> _Required work_
Give every entry again, unchanged, and leave its images out.

— begin Dataset records —

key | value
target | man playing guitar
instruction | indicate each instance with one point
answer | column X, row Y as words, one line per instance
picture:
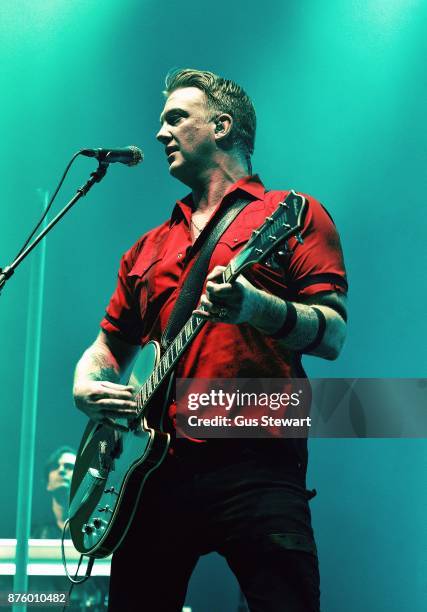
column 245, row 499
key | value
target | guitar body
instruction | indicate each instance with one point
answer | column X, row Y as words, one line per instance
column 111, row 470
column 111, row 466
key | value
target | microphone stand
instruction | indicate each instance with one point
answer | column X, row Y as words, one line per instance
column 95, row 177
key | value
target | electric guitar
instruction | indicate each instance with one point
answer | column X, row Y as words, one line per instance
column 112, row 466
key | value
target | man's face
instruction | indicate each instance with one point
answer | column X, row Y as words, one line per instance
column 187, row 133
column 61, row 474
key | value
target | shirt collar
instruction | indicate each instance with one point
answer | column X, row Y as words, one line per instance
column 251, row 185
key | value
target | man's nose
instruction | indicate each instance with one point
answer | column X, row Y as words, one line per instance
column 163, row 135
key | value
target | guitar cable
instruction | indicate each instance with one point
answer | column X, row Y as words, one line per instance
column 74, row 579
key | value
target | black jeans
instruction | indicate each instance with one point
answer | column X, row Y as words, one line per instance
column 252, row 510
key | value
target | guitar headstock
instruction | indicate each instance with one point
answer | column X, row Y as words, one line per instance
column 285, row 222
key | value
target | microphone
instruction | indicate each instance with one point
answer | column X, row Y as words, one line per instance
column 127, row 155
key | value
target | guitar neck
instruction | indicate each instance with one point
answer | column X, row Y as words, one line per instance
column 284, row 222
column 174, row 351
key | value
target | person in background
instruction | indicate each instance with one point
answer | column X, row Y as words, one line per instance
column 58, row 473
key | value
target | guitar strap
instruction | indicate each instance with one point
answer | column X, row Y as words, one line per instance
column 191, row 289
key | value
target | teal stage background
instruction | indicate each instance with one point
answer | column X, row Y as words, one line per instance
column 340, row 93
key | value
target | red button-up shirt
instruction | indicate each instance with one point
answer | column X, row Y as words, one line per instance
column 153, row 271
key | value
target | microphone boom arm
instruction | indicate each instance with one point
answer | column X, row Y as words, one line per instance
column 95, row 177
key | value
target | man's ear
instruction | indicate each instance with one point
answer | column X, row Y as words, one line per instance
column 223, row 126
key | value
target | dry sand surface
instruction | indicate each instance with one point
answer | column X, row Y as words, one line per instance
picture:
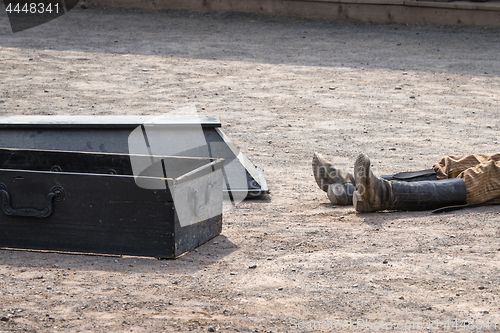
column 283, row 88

— end Dataset records —

> _Worked answer_
key | value
target | man playing guitar
instruction | indicate each instance with one point
answer | column X, row Y as words, one line per instance
picture:
column 245, row 499
key | value
target | guitar body
instruction | indicate each instance with one point
answer | column X, row Y as words, one line per instance
column 111, row 470
column 111, row 466
key | value
target | microphone stand
instruction | indicate each instance with one point
answer | column X, row Y as words, one line per instance
column 95, row 177
key | value
target | electric guitar
instruction | indicate each instance with one point
answer | column X, row Y as words, one line per instance
column 112, row 466
key | value
target | man's face
instruction | indicate each instance with one point
answer | column X, row Y as words, one line per instance
column 187, row 133
column 61, row 474
key | value
target | shirt collar
instruction | indicate each instance with one point
answer | column X, row Y as words, one line per instance
column 251, row 185
key | value
target | man's nose
instruction | indicate each instance with one point
answer | column X, row Y as words, one line per instance
column 163, row 135
key | value
target | guitar cable
instruction | indicate each instance with one point
answer | column X, row Y as words, one line per instance
column 74, row 579
key | value
target | black jeans
instruction | indicate each instance with one point
answer | column X, row Y as words, one line per instance
column 252, row 510
key | value
target | guitar headstock
instruction | indicate each instance with one point
answer | column X, row Y as words, one line per instance
column 285, row 222
key | value
target | microphone
instruction | indicate each instance with one point
answer | column X, row Y as words, one line per instance
column 127, row 155
key | value
target | guitar neck
instruction | indicate each instance with one point
answer | column X, row Y as words, one line per instance
column 284, row 222
column 174, row 351
key | value
target | person in background
instruction | indicate each instance with one point
answer | column X, row Y as words, one line per instance
column 58, row 473
key | value
target | guitar strap
instruction | indicate each instance with one point
answer | column X, row Y as words, one line per instance
column 191, row 289
key | value
target | teal stage background
instruction | indicate each instance with one point
answer | column X, row Y as words, one line per instance
column 340, row 93
key | value
target | red button-up shirt
instruction | indicate each instance with one point
answer | column X, row Y as words, one line per instance
column 153, row 271
key | value
target | microphone boom arm
instruction | indicate each instance with one point
answer | column X, row Y as words, one line per instance
column 95, row 177
key | value
target | man's ear
instruction | indicate each instance with one point
answer | column X, row Y as words, one line per instance
column 223, row 126
key | value
target | dry sand surface
instruction | indicate each instance with one point
answer | column X, row Y as words, one line per instance
picture:
column 283, row 88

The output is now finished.